• **ÉNONCÉ A**
Reformulez plus brièvement le paragraphe du texte sur les grèves qui commence par « Presque toutes ces grèves » en conservant ses faits principaux.
• **ÉNONCÉ B**
Énumérez toutes les revendications politiques que le manifeste confédéral formulait selon le texte sur les grèves.
• **ÉNONCÉ C**
Recopiez fidèlement le passage du texte sur les grèves qui va de « On a l’im­pres­sion » jusqu'à « dire, qu’au­rait-on fait ? » inclus.

┌─ DOCUMENT SOURCE

Le mécon­ten­te­ment aug­men­tait par­mi les mineurs ; les gré­vistes du Pas-de-Calais refu­saient l’ar­ran­ge­ment accep­té par Bas­ly et les autres délé­gués du Syn­di­cat. On atten­dait le vote du Par­le­ment sur le pro­jet de loi Dura­four, ce qui pou­vait déclen­cher la grève de toute la cor­po­ra­tion du sous-sol. Dans ce cas, un car­tel inter­fé­dé­ral devait, à l’ins­tar des Anglais réunir l’ef­fort des prin­ci­pales fédérations.

Presque toutes ces grèves étaient dans leur plein vers le 7 juin. À ce moment, on pou­vait croire à l’es­sor d’une grève géné­rale. Cer­taines craintes en per­çaient dans les jour­naux bour­geois. Dans les réunions syn­di­cales, quelques révo­lu­tion­naires la récla­maient à grands cris. D’autres syn­di­qués, au contraire, décla­raient que le mou­ve­ment n’a­vait pour but que les inté­rêts stric­te­ment cor­po­ra­tifs. Ceux-ci, d’ailleurs, jouaient sur les mots : où s’ar­rêtent les inté­rêts corporatifs ?

Le mani­feste confé­dé­ral lui-même for­mu­lait quelques reven­di­ca­tions poli­tiques, comme repré­sen­tant les inté­rêts de la classe ouvrière :

  • Amnis­tie ;
  • Démo­bi­li­sa­tion ;
  • Ces­sa­tion de toute inter­ven­tion mili­taire à l’étranger ;
  • Conclu­sion rapide de la paix.

Mais des for­mules sem­blables res­tent lettres mortes si elles ne sont pas appuyées par une pro­pa­gande active. Il semble que le mani­feste confé­dé­ral devait s’en­tendre comme mani­fes­ta­tion pla­to­nique, sans plus. Cer­tains ne l’en­ten­dirent pas ain­si et récla­mèrent vivement.

On a l’im­pres­sion qu’il y eut à ce moment une hési­ta­tion devant la pos­si­bi­li­té d’un bou­le­ver­se­ment social.

À vrai dire, qu’au­rait-on fait ?

└─
┌─ DONNÉES FOURNIES

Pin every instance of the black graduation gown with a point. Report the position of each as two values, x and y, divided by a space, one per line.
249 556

└─

• **RÉPONSE A**
Vers le 7 juin, la plupart des grèves battaient leur plein et une grève générale paraissait possible. Les journaux bourgeois laissaient voir certaines craintes. Dans les réunions syndicales, quelques révolutionnaires la réclamaient à grands cris. D'autres syndiqués affirmaient au contraire que le mouvement ne visait que des intérêts strictement corporatifs. Ils jouaient toutefois sur les mots, car on ne sait pas où s'arrêtent ces intérêts.

• **RÉPONSE B**
- Amnistie
- Démobilisation
- Cessation de toute intervention militaire à l'étranger
- Conclusion rapide de la paix

• **RÉPONSE C**
On a l’im­pres­sion qu’il y eut à ce moment une hési­ta­tion devant la pos­si­bi­li­té d’un bou­le­ver­se­ment social.

À vrai dire, qu’au­rait-on fait ?